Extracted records
^^^^

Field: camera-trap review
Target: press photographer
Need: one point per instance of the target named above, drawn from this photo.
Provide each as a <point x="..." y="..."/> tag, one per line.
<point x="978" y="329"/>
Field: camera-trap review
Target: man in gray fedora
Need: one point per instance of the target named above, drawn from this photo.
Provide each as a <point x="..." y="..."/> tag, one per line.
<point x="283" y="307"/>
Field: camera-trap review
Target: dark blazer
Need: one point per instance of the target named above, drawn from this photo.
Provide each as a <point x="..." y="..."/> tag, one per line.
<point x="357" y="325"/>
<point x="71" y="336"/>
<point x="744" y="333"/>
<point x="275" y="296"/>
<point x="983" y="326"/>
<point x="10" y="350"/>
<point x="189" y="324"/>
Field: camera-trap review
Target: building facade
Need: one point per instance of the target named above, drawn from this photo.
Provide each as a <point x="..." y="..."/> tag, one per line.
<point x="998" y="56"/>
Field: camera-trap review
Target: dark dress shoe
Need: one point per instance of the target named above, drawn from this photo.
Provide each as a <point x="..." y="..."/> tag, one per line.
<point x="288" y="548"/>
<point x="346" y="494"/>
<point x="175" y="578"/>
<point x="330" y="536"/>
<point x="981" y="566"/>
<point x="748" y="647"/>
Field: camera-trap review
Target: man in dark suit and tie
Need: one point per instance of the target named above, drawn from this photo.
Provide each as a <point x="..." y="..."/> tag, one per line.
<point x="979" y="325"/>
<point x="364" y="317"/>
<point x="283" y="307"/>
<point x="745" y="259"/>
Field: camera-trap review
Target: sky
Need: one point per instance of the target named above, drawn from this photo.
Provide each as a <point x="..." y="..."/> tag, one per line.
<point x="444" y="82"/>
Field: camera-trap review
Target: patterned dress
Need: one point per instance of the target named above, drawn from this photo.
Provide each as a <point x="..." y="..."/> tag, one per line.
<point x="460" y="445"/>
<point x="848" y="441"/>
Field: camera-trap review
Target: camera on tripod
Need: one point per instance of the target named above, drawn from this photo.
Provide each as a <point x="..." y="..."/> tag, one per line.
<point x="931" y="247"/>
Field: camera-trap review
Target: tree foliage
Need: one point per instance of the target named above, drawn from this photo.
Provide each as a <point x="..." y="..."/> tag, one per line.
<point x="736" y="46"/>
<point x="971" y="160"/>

^^^^

> **WRITTEN EXERCISE**:
How many lines of the material above contain the string "dress"? Treat uppercase and lowercase as different, and give only the number.

> **CORRECT RESPONSE**:
2